• Work instruction
Find the line that holds "column 601, row 739" in the material below. Output that line and each one after it exactly, but not the pictures.

-- Record extracts follows --

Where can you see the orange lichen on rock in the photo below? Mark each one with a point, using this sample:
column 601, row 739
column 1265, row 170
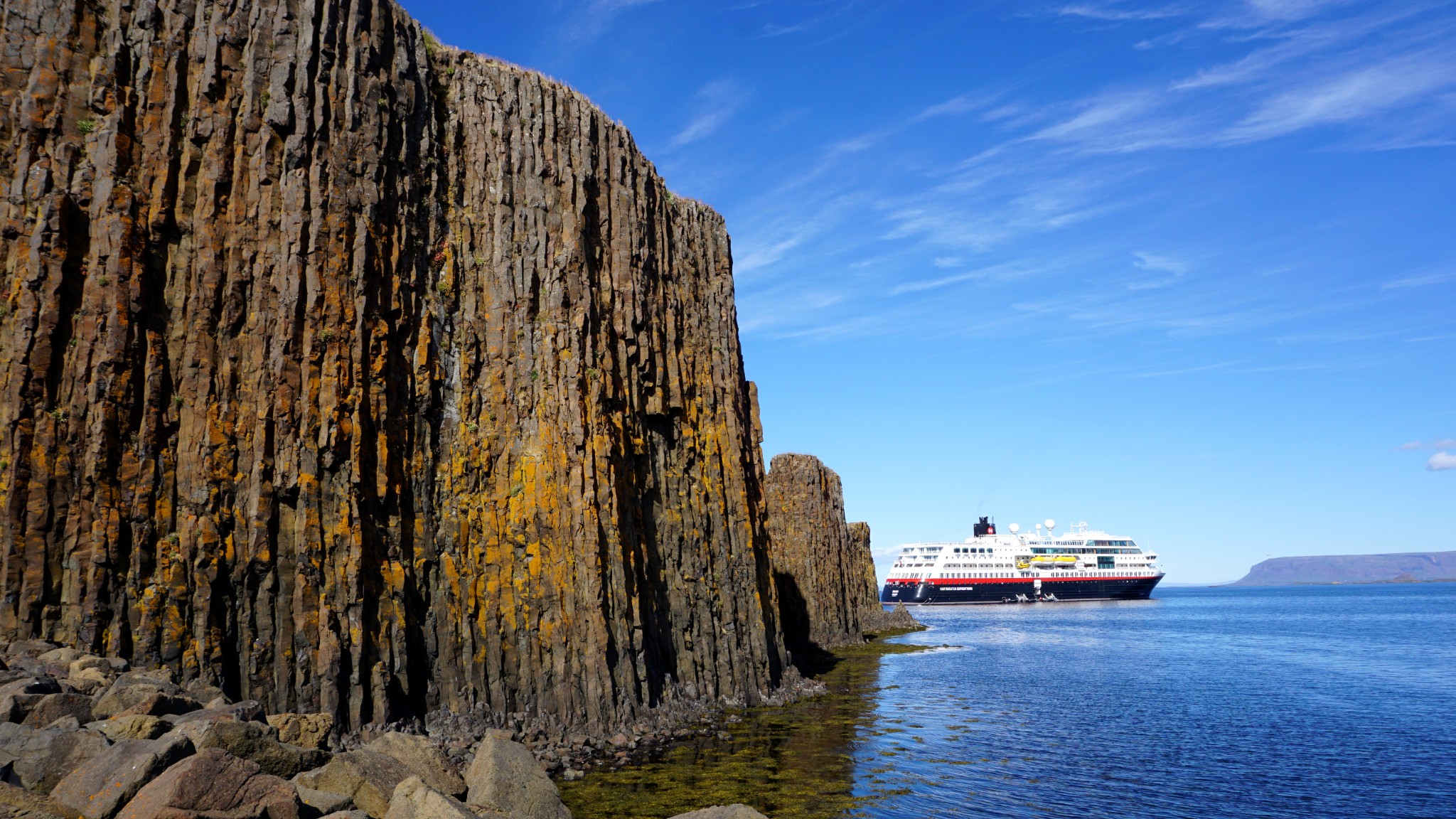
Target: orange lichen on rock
column 822, row 566
column 354, row 378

-- Record extracts concluded --

• Expected answer
column 601, row 739
column 1265, row 170
Target: orange lichen on rock
column 822, row 566
column 354, row 378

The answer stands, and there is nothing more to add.